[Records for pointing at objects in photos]
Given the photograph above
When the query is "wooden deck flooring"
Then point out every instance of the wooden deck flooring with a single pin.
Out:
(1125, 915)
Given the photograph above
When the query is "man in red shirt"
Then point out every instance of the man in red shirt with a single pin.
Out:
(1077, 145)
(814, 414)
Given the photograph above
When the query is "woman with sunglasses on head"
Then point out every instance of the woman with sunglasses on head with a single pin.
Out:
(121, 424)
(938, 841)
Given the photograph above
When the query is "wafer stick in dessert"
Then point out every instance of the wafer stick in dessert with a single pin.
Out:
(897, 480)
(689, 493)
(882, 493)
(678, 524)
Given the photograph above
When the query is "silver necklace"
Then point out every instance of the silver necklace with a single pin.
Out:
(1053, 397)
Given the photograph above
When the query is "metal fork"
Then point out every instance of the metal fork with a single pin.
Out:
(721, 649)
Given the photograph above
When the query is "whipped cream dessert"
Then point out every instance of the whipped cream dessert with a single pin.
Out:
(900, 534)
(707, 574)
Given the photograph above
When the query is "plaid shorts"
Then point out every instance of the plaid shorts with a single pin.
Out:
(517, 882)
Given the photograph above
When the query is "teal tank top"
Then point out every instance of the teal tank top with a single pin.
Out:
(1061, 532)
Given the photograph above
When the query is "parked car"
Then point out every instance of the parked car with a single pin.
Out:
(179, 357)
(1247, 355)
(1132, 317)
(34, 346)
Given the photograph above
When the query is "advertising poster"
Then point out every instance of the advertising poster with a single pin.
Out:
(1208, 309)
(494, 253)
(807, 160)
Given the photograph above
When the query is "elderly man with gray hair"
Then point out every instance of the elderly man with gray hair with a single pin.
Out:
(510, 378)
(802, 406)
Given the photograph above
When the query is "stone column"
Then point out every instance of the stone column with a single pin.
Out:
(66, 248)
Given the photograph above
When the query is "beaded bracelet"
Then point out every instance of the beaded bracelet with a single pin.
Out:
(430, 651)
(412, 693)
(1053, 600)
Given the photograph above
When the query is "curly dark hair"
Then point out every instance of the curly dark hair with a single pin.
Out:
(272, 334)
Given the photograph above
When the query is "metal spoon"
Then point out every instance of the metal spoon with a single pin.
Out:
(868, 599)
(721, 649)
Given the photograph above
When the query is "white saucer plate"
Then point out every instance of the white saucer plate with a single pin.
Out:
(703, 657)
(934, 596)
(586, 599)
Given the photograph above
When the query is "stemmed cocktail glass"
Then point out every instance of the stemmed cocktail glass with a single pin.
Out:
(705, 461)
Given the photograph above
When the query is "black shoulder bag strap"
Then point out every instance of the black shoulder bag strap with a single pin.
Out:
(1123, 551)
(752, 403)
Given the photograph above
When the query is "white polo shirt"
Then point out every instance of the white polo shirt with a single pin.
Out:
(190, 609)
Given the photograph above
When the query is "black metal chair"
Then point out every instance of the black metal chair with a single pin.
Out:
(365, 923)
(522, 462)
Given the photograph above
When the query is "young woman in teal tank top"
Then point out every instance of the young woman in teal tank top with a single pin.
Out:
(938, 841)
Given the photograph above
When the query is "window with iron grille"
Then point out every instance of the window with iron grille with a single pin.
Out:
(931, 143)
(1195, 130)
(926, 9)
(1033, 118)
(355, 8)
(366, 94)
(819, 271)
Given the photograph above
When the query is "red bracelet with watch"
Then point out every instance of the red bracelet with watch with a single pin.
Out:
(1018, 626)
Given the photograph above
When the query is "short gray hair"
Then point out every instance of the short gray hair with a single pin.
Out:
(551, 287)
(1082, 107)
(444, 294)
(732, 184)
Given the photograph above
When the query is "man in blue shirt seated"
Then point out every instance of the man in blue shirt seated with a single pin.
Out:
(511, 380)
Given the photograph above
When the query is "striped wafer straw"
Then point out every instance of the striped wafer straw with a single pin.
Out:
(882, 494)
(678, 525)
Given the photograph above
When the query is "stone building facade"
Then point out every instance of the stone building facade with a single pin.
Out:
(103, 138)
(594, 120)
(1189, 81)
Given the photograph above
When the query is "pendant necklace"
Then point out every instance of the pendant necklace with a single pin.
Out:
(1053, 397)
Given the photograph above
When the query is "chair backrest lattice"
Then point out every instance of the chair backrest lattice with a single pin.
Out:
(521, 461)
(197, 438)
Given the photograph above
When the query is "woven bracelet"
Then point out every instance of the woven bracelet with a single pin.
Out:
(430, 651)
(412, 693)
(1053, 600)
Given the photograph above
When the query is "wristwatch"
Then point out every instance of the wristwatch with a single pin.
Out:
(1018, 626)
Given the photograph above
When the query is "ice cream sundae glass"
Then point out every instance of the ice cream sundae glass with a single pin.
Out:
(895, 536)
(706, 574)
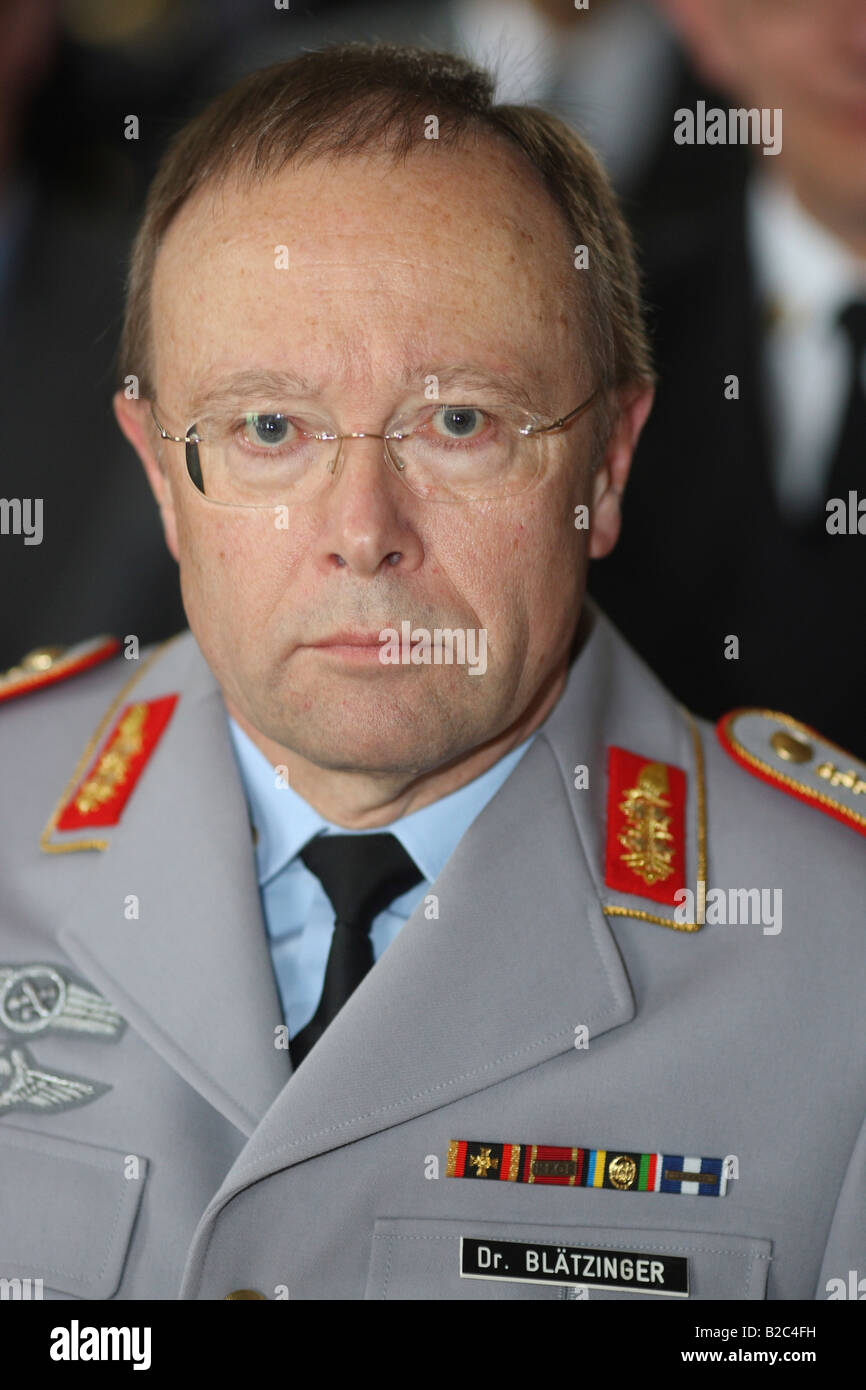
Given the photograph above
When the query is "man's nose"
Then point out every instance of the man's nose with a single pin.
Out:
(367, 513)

==

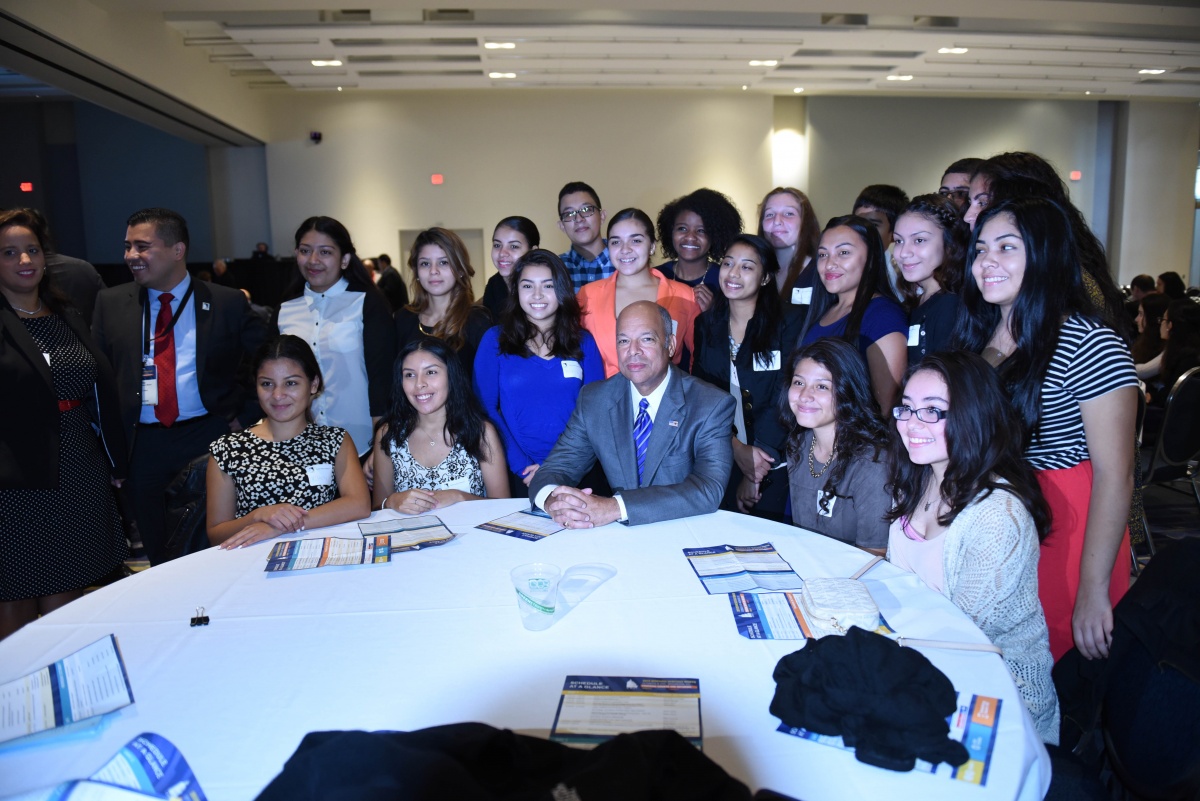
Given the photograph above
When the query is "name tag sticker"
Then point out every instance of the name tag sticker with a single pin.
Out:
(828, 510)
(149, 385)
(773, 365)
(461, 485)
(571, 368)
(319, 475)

...

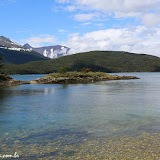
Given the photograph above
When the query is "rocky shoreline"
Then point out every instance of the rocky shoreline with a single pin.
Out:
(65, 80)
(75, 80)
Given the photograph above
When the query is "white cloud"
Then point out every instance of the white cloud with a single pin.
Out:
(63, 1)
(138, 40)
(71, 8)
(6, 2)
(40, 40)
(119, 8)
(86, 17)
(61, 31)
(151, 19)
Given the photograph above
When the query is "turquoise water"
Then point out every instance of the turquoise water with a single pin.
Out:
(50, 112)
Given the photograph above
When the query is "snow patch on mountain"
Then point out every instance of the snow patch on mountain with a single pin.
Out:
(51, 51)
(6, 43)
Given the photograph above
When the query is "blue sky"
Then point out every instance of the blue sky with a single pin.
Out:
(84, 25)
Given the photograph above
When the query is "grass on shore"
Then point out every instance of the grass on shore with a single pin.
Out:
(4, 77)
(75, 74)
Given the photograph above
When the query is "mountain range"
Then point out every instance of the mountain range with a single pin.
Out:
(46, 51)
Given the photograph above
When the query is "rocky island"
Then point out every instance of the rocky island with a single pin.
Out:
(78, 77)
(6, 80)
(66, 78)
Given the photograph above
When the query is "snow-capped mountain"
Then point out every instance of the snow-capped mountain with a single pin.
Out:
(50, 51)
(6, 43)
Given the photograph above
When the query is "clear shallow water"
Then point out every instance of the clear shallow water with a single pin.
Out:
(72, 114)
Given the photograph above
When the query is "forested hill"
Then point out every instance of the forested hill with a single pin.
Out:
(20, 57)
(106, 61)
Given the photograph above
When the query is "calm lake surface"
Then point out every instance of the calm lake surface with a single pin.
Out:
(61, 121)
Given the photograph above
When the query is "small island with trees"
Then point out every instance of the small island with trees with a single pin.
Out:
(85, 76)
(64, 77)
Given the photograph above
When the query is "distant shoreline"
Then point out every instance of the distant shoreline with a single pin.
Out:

**YOUR INSTRUCTIONS**
State how many lines of the records above contain the string "striped", treating case as significant. Reply with the number alone.

**ANSWER TO THIS EXERCISE**
2